---------- Data

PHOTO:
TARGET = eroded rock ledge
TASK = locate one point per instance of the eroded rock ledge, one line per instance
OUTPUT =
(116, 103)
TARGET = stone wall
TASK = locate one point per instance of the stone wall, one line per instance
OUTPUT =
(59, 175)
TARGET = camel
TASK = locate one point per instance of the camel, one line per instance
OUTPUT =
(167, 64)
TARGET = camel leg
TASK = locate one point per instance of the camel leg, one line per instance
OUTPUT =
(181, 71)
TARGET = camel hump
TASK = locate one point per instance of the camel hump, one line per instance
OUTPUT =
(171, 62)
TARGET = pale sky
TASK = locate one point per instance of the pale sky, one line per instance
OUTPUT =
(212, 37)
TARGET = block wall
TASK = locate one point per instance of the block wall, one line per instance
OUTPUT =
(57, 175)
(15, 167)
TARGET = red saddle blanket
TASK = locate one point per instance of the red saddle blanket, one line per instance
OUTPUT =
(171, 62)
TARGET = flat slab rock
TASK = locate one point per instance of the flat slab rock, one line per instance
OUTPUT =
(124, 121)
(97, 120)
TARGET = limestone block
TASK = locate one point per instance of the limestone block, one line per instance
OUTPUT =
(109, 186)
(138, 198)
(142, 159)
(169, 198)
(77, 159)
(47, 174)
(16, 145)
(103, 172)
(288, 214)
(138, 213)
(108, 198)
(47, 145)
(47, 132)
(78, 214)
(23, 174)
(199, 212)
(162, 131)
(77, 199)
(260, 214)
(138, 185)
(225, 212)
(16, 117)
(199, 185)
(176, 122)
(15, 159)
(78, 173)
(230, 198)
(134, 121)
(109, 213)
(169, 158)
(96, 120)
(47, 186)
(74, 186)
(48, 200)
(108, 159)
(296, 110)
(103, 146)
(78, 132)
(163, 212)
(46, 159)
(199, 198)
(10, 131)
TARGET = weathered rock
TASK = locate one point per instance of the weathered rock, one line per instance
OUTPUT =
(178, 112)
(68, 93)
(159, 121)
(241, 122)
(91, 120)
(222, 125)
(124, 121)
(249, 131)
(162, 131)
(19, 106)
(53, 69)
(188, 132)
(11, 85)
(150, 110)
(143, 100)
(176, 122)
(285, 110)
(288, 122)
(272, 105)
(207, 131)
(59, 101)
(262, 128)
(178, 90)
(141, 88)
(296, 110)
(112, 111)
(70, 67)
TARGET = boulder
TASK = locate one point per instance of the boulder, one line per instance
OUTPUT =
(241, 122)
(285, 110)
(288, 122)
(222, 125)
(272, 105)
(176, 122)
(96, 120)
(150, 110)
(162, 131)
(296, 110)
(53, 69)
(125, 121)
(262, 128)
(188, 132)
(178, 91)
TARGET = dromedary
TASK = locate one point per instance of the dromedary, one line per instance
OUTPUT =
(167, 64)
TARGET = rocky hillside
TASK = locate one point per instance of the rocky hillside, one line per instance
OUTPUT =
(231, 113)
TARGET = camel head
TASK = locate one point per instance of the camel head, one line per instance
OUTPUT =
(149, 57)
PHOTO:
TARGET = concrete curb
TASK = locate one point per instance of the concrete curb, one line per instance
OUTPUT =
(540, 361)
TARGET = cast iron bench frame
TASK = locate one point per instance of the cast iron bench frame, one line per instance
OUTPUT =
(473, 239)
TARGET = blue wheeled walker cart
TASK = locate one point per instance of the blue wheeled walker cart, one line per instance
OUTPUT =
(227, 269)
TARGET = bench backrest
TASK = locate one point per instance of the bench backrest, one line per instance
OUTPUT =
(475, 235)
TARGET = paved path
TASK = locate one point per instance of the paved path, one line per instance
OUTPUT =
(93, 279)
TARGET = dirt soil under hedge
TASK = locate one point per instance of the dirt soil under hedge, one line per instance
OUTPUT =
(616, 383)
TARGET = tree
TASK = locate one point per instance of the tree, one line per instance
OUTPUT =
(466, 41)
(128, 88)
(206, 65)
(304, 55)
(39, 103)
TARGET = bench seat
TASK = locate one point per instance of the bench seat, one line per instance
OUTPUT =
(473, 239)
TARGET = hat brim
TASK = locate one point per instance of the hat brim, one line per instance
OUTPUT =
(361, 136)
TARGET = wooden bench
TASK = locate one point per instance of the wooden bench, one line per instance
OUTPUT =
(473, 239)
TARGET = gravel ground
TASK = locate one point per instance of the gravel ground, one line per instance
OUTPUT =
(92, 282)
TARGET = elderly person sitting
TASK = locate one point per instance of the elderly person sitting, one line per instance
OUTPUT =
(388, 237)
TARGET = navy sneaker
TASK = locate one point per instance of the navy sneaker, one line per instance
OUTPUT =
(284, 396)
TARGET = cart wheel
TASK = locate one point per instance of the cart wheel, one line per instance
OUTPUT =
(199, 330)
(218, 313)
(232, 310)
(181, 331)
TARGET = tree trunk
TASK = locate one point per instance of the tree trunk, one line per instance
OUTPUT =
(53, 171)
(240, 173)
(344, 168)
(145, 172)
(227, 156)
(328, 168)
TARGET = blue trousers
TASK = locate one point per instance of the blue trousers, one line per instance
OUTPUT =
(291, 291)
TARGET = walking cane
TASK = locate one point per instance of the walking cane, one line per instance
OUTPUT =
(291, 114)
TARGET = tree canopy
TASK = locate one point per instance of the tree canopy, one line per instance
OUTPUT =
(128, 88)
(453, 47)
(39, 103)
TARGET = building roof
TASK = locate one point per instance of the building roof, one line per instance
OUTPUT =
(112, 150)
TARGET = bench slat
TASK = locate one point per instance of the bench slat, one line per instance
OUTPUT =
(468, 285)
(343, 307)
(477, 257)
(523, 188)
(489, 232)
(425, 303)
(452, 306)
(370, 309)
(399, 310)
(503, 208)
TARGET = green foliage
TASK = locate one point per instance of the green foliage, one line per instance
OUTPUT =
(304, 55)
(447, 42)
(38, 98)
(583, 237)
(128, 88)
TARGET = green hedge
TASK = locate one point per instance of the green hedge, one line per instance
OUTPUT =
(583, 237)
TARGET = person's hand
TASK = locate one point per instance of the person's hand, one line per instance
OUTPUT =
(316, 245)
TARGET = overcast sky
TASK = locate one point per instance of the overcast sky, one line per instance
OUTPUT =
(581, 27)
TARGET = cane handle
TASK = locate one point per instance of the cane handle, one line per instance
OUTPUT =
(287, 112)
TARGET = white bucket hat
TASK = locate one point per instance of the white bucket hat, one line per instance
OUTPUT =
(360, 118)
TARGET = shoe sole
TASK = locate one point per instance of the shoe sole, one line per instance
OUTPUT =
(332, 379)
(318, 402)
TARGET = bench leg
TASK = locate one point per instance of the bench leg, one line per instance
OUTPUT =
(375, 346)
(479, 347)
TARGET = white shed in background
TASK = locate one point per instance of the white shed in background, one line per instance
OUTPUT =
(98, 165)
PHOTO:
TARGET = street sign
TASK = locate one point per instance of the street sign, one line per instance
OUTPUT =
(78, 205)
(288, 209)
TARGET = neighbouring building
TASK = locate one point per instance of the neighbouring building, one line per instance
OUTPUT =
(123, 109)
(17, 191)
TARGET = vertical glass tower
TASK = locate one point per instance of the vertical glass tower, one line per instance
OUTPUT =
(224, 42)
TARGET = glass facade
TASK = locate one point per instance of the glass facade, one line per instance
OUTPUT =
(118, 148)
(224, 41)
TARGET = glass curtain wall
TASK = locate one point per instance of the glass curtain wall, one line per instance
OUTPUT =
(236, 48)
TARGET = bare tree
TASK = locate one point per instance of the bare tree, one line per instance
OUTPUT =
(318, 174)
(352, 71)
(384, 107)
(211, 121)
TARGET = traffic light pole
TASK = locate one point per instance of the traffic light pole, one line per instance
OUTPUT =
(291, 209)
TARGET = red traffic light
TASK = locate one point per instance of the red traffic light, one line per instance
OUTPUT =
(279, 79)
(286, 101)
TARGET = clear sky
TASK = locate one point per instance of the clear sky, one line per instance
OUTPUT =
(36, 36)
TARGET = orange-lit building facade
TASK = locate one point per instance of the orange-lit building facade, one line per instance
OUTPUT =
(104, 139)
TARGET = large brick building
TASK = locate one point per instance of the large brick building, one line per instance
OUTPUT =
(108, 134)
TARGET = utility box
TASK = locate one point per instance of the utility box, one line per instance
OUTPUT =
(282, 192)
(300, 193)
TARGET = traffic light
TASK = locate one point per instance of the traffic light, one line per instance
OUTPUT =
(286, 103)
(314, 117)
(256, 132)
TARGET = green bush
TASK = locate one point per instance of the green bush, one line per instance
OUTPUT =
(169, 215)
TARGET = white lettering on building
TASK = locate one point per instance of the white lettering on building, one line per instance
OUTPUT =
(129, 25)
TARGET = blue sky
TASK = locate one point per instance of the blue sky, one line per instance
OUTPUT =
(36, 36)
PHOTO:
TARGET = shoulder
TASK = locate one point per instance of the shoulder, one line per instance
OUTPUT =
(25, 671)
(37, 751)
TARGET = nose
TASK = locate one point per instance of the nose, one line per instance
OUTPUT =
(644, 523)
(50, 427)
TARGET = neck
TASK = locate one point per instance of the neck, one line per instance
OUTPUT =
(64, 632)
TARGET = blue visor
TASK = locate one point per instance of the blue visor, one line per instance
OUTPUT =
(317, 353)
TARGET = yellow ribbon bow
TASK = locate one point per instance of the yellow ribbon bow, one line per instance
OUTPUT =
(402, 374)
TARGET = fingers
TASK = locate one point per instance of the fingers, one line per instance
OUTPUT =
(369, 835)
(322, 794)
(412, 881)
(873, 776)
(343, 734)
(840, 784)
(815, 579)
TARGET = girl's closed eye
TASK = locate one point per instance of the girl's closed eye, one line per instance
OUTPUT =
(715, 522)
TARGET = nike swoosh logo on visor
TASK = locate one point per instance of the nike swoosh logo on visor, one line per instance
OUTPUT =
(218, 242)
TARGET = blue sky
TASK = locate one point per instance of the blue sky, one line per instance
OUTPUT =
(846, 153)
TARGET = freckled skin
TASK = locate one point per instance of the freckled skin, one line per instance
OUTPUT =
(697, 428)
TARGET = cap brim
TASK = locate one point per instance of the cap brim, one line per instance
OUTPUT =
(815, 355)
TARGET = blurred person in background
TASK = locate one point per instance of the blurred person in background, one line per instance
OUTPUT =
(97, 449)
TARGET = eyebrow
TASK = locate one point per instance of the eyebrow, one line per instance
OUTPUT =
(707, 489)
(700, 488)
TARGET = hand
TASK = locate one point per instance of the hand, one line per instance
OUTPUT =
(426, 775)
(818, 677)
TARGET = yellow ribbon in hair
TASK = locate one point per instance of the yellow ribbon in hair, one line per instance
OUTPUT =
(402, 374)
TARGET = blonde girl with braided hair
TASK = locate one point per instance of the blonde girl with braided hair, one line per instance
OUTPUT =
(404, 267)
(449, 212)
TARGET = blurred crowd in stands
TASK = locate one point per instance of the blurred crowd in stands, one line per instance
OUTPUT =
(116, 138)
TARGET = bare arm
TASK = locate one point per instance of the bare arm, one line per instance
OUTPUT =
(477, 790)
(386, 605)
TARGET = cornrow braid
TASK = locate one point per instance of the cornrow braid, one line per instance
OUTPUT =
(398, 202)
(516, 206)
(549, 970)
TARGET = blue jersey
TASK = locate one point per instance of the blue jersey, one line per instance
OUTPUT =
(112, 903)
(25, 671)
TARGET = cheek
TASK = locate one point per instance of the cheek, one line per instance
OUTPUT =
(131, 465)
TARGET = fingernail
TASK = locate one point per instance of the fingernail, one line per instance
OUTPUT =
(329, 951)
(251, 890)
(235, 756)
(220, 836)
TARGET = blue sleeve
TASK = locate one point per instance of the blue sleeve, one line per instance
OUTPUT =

--------------------

- Work task: Copy out the range of lines above starting at the line with "TASK = locate one point per instance of the white lettering" and ending at the line with "TASK = locate one point per instance of the fingers, one", exactly and including both.

- Output of the task:
TASK = locate one point per instance of the white lettering on building, one line per instance
OUTPUT =
(129, 25)
TARGET = blue sky
TASK = locate one point per instance of the blue sky, one line per instance
OUTPUT =
(36, 36)
PHOTO:
TARGET = shoulder
TASK = locate one point per instance of the shoulder, one line per instance
OUTPUT =
(25, 671)
(37, 751)
TARGET = nose
TASK = locate one point per instance of the nose, one line per instance
OUTPUT =
(644, 523)
(50, 427)
TARGET = neck
TASK = locate one point per instance of the neck, one line per instance
OUTPUT =
(64, 632)
TARGET = blue visor
TASK = locate one point per instance of the blue visor, one line per instance
OUTPUT =
(317, 353)
TARGET = yellow ribbon bow
TASK = locate one point per instance of the yellow ribbon bow, one line per instance
OUTPUT =
(402, 374)
TARGET = fingers
TASK = locate one point per instance of the fingers, one line per instance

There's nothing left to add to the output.